CA Basse-Terre, 1re ch., 26 septembre 2024, n° 23/00337
BASSE-TERRE
Arrêt
Confirmation
COMPOSITION DE LA JURIDICTION
Président :
Mme Deltour
Vice-président :
Mme Berto
Conseiller :
Mme Marie-Gabrielle
Avocats :
Me Sarda, Me Hureaux, Me Saint-Clément, Me Racon
FAITS ET PROCEDURE
Le 17 juillet 2017, M. [O] [C] a vendu à M. [R] [D], un 'navire de plaisance d'occasion' type hors-bord série Concept 36SR dénommé 'Twins' immatriculé [Immatriculation 4] moyennant la somme de 52 500 euros. Exposant l'existence de désordres constatés amiablement par la société Renov'boat mandatée par ses soins, par acte du 30 mai 2018, M. [D] a saisi le juge des référés du tribunal de grande instance de Fort-de-France et par ordonnance du 5 octobre 2018, obtenu l'organisation d'une expertise confiée à M. [F] [W] aux fins d'examiner ledit navire et déterminer les vices allégués.
Suivant dépôt du rapport d'expertise le 4 février 2020, faisant valoir le manquement du vendeur à ses obligations et notamment l'existence de vices cachés affectant ledit navire, M. [D] a, par acte d'huissier de justice du 9 avril 2021, fait assigner M. [C] devant le tribunal judiciaire de Basse-Terre - tribunal de proximité de Saint-Martin Saint-Barthélémy pour obtenir la résolution de la vente, la restitution du prix et le paiement de diverses sommes d'argent outre une indemnité de procédure.
■ ■ ■
→ **Travail à faire**
1) Recopiez fidèlement le passage de l'arrêt qui va de « Suivant dépôt du » à « indemnité de procédure. ».
2) Selon l'arrêt, sur quoi M. [D] s'est-il appuyé pour saisir le juge des référés du tribunal de grande instance de Fort-de-France ?
3) Poursuivez la rédaction de l'arrêt sur la vente du hors-bord « Twins » à partir de sa dernière phrase.

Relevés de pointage
■ ■ ■
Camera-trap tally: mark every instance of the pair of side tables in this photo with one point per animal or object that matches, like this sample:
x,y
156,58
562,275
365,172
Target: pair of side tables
■ ■ ■
→ **Résultats attendus**
1)
Suivant dépôt du rapport d'expertise le 4 février 2020, faisant valoir le manquement du vendeur à ses obligations et notamment l'existence de vices cachés affectant ledit navire, M. [D] a, par acte d'huissier de justice du 9 avril 2021, fait assigner M. [C] devant le tribunal judiciaire de Basse-Terre - tribunal de proximité de Saint-Martin Saint-Barthélémy pour obtenir la résolution de la vente, la restitution du prix et le paiement de diverses sommes d'argent outre une indemnité de procédure.

2) M. [D] a saisi le juge des référés en exposant l'existence de désordres sur le navire. Ces désordres avaient été constatés amiablement par la société Renov'boat, qu'il avait lui-même mandatée.

3)
Par jugement contradictoire du 20 décembre 2022, le tribunal de proximité de Saint-Martin - Saint-Barthélémy du tribunal judiciaire de Basse-Terre, a :
- ordonné la résolution de la vente intervenue le 17 juillet 2017 entre M. [D] et M. [C] ayant pour objet le navire Twins de type hors-bord série Concept 36 SR immatriculé à [Localité 3] n°[Immatriculation 4] ;
- dit que M. [D] devra mettre à la disposition de M. [C] le navire susvisé là où il se trouve actuellement dès remboursement du prix ;
- condamné M. [C] à payer à M. [D] la somme de 43 910 euros en remboursement du prix ;
- débouté M. [D] de ses demandes en paiement au titre des frais occasionnés ;
- dit que les intérêts échus sur la somme due, à condition qu'ils soient échus pour une année entière produiront eux-mêmes intérêts ;
- condamné M. [C] aux entiers dépens lesquels comprendront les frais d'expertise;
- condamné M. [C] à payer à M. [D] la somme de 2 000 euros sur le fondement de l'article 700 du code de procédure civile.
Par déclaration du 6 avril 2023, M. [C] a interjeté appel de ce jugement. Le 10 octobre 2023, M. [D] a constitué avocat.
L'ordonnance de clôture a été rendue le 8 janvier 2024. L'affaire a été fixée à l'audience de plaidoirie du 6 mai 2024 puis mise en délibéré au 26 septembre 2024, date de son prononcé par mise à disposition au greffe.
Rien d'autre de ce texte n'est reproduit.